[Task]:
Skip the pictures. Repeat everything else in the records word for word.

[Exercise material]:
- Opening Delimiter -

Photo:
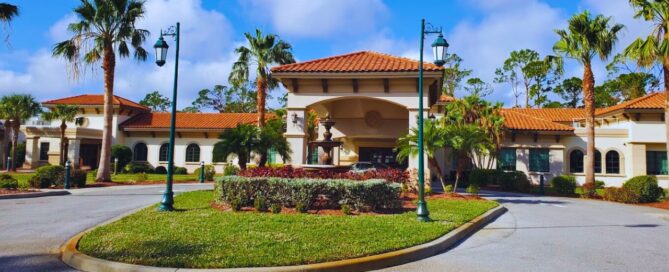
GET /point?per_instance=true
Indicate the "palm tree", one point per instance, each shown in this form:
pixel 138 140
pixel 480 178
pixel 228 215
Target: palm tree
pixel 263 51
pixel 655 49
pixel 433 140
pixel 8 12
pixel 16 108
pixel 105 28
pixel 585 38
pixel 64 113
pixel 240 141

- Closing Delimiter -

[Written response]:
Photo:
GET /point?per_instance=true
Indicate the "palm tree", one point per instance, each shown in this form:
pixel 138 140
pixel 480 178
pixel 228 215
Target: palm tree
pixel 263 51
pixel 655 49
pixel 433 140
pixel 8 12
pixel 16 108
pixel 105 28
pixel 585 38
pixel 64 113
pixel 240 141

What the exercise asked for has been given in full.